- **PROBLEM TO SOLVE**:
Copy the material from its first line through the line containing "[(944, 173), (562, 164), (123, 140)]", both included, keeping every line and the requests unchanged. Raise each x and y coordinate in the answers by 129.

※

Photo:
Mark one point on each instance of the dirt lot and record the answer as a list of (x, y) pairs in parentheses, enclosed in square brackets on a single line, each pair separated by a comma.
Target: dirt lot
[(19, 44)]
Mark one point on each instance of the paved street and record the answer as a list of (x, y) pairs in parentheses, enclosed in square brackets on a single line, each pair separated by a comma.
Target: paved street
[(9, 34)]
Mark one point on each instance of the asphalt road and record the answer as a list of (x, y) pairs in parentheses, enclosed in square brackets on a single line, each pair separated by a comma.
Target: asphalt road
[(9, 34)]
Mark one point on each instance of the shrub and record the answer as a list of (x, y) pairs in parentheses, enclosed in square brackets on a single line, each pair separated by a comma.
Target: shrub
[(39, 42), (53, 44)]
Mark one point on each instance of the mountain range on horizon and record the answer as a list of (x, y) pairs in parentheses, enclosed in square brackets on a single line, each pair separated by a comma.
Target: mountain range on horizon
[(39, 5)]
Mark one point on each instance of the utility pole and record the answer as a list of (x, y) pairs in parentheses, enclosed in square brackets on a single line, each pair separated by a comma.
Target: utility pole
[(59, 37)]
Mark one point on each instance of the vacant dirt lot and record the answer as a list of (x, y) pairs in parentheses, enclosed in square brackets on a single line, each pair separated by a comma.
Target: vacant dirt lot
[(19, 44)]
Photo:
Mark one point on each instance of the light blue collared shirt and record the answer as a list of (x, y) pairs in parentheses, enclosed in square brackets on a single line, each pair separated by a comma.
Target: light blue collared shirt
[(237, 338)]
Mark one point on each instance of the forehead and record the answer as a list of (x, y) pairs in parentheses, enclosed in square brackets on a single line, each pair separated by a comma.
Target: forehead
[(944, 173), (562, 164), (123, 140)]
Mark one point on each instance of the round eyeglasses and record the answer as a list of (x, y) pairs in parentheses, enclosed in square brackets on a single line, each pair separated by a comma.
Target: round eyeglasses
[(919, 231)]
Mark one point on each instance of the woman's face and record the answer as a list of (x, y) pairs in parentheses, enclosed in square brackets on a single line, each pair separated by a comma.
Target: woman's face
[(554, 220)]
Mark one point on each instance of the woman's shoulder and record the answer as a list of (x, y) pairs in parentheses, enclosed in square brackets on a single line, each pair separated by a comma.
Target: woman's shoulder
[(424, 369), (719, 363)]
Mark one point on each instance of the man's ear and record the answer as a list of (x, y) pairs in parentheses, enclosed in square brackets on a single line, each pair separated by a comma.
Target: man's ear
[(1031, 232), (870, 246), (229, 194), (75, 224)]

※

- **TASK ANSWER**:
Photo:
Mark one point on each instance of the dirt lot and record the answer as a list of (x, y) pairs in parentheses, enclosed in square brackets on a single line, each pair separated by a comma.
Target: dirt lot
[(148, 173)]
Mark one point on each instance of the paved street and record the answer as a list of (x, y) pairs in parentheses, enclosed in square brackets on a single line, each pair separated by a comma.
Target: paved street
[(138, 163)]
Mark one point on each instance of the asphalt road and record the answer as a list of (x, y) pairs in parentheses, enclosed in square brackets on a single line, each pair separated by a comma.
Target: asphalt road
[(138, 163)]
Mark one point on each instance of the shrub and record the answer as a list of (x, y) pairs in parentheses, enclosed in square brackets on a single line, each pair separated by a comma.
Target: shrub
[(168, 171), (182, 173)]
Mark one point on each instance of the mountain range on horizon and record the answer as a list of (x, y) pairs in parentheses, enclosed in square brackets on a single line, each pair separated by a comma.
Target: mountain range on horizon
[(168, 134)]
Mark one point on each instance of the utility pole and record the answer as a list of (x, y) pairs in parentheses, enclosed in square brackets on a single line, each pair separated by a comma.
Target: utility pole
[(188, 166)]
Mark one point on each instance of the vacant dirt lot and record the answer as a list of (x, y) pairs in parentheses, enclosed in square brackets on a single line, each pair separated by a comma.
Target: vacant dirt lot
[(148, 173)]
Photo:
Mark one point on each instance of the light blue collared shirt and record the answer as a list of (x, y) pairs in parentheses, enclosed in square brackets on a single line, each pair separated by a comma.
Target: light blue collared shirt
[(366, 467)]
Mark one point on each instance of the forehead and record the answer as a list of (x, y) pairs in parentheses, enclosed in square brackets on a single line, each pair separated by a comma.
Target: forehead
[(1073, 302), (691, 293), (252, 269)]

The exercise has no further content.